*** Dataset extract ***
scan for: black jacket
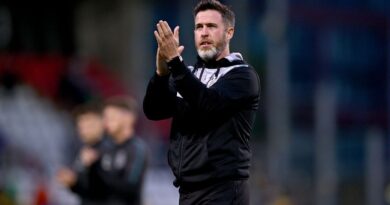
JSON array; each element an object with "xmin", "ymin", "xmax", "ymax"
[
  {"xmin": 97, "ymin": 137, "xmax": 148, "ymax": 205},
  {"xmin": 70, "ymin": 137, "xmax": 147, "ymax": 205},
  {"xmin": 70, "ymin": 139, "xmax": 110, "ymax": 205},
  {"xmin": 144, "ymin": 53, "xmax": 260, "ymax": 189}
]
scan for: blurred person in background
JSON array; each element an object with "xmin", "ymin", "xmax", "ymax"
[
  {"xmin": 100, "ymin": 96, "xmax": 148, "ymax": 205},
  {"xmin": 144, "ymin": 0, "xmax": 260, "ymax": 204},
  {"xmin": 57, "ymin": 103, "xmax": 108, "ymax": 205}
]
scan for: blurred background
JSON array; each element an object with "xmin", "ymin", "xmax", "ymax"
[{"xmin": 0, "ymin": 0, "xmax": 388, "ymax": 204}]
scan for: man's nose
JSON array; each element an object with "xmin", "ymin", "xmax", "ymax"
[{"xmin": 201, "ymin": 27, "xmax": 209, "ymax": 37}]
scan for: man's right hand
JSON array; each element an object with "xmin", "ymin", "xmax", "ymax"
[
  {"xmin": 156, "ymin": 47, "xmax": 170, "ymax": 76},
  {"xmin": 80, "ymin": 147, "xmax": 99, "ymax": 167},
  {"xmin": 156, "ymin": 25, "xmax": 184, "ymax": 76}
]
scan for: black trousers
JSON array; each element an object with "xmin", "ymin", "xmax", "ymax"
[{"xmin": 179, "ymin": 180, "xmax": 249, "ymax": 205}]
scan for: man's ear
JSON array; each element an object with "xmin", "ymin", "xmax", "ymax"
*** End of Dataset extract ***
→ **What to produce**:
The answer must be the lines above, word for word, from the first one through the line with "scan for: blurred person in background", pictures excluded.

→ **Solution to the exercise**:
scan for: black jacket
JSON array; each element an object with "xmin", "ymin", "xmax", "ymax"
[
  {"xmin": 97, "ymin": 137, "xmax": 148, "ymax": 205},
  {"xmin": 70, "ymin": 137, "xmax": 147, "ymax": 205},
  {"xmin": 70, "ymin": 139, "xmax": 110, "ymax": 205},
  {"xmin": 144, "ymin": 53, "xmax": 260, "ymax": 189}
]
scan for: blurred person in background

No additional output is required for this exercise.